BLOC DE TEXTE:
====

Et ils définissent ainsi le droit économique de protection[15] :

« Définition  - Le droit économique de protection est constitué de l’ensemble des règles juridiques qui protègent une partie particulièrement faible, le consommateur, l’investisseur, le franchisé ou le locataire d’un appartement, contre son partenaire considéré plus avantagé, soit le commerçant, le promoteur, le franchiseur ou l’entrepreneur immobilier, selon le cas.  Ces lois interviennent dans le modèle économique des consommateurs ou des ménages.  Le juge Marcel Nichols, dans la décision Belgo-Fisher, définit bien cette catégorie de droits et ses objectifs :

L’ordre public de protection […] comprend les textes et les arrêts qui ont comme mission primordiale de protéger l’individu.  La protection du consommateur en est l’exemple parfait.  L’ordre public intervient pour rétablir une équité contractuelle. […]

La loi ne cesse pas pour autant d’être d’intérêt public en ce sens qu’elle vise toutes les opérations immobilières qui interviennent et qu’elle s’adresse à tous ceux qui désirent agir comme intermédiaire moyennant rémunération.  Mais son but premier est d’accorder une protection spécifique visant avant tout à mettre à l’abri de gens malhonnêtes et incompétents ceux qui s’impliquent dans des opérations immobilières. »

====

PROBLÈMES À RÉSOUDRE:
**a.** Traduisez en anglais cette phrase du texte sur le droit économique de protection : « La protection du consommateur en est l’exemple parfait. »
**b.** Poursuivez le texte sur le droit économique de protection en reprenant juste après sa dernière phrase.

LIGNES ENREGISTRÉES:
====

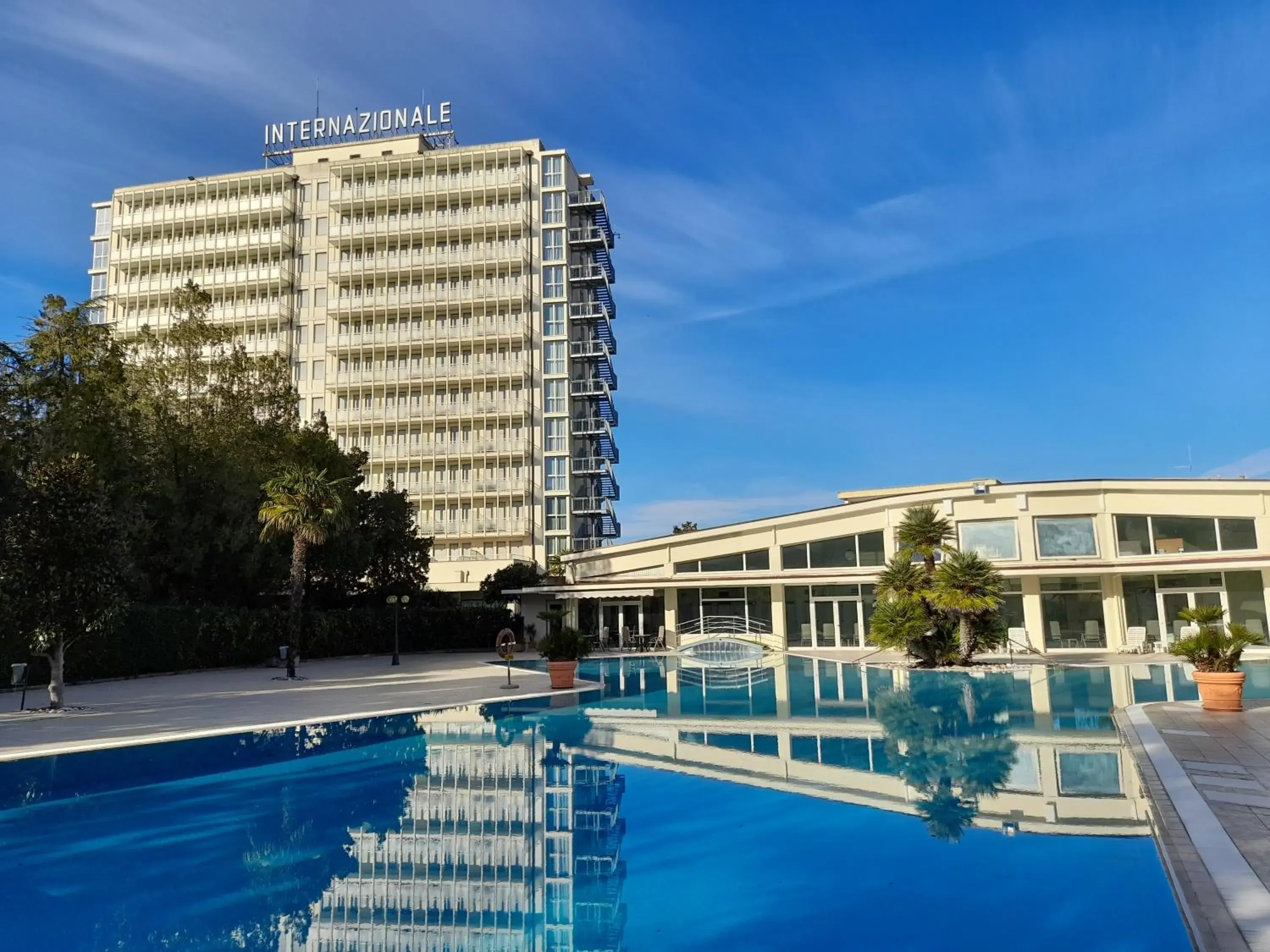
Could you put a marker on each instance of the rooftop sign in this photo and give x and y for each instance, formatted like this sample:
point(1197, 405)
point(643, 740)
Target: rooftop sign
point(281, 136)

====

RÉSULTATS OBTENUS:
**a.** Consumer protection is the perfect example of it.

**b.**
[42]            Quel est le but premier de la Loi 188?  Est-il, comme le disent les auteurs ci-haut mentionnés, protéger spécifiquement une partie particulièrement faible par rapport à une partie considérée plus avantagée ?  Dans ce cas-ci, la Loi 188 vise-t-elle à protéger le consommateur vis-à-vis le vendeur de produits financiers ?  À l’appui de sa position, le procureur de la défenderesse a déposé les notes explicatives[16] où il est dit :

« Ce projet de loi remplace la Loi sur les intermédiaires de marché.  Il crée un organisme unique, le Bureau des services financiers, qui a pour mission de veiller à la protection du public. »

[43]            Cette loi vise la protection du consommateur, ces notes explicatives nous exposent le but du législateur.  Mais en plus, regardons les commentaires des parlementaires au moment de l’adoption de cette loi.

[44]            L’Honorable Landry, alors ministre des Finances, présentant le projet de loi, dit[17] :

« M. le Président, permettez-moi de rappeler d’abord les éléments de contexte et les principaux objectifs qui ont guidé la préparation du projet de loi no 188.

Le projet de loi no 188 vise à moderniser et à accroître les dispositions relatives à la protection du consommateur ; c’est ce qui est central dans le projet. » (le souligné est du soussigné)

[45]            De plus, la loi a comme objectif d’établir différentes manières de surveiller, de contrôler, les personnes ou les compagnies qui vendent des produits ou des services financiers.  Comme le dit le procureur de la partie défenderesse, la section se rapportant aux distributeurs est une exception à la loi, car la règle générale veut que celui ou celle qui vend des services financiers soit accrédité. 

[46]            Prenant en considération tous ces faits, force est de conclure que la Loi 188 est une loi d’ordre public.  C’est d’ailleurs la conclusion à laquelle en est arrivé le Juge Jacques Vaillancourt[18] :

« L’objet de cette Loi est la protection du public notamment en matière d’offre de produits d’assurance individuelle de personnes. »

[47]            Maintenant qu’il est établi que la Loi 188 est une loi d’ordre public, de quelle manière doit-elle être interprétée ?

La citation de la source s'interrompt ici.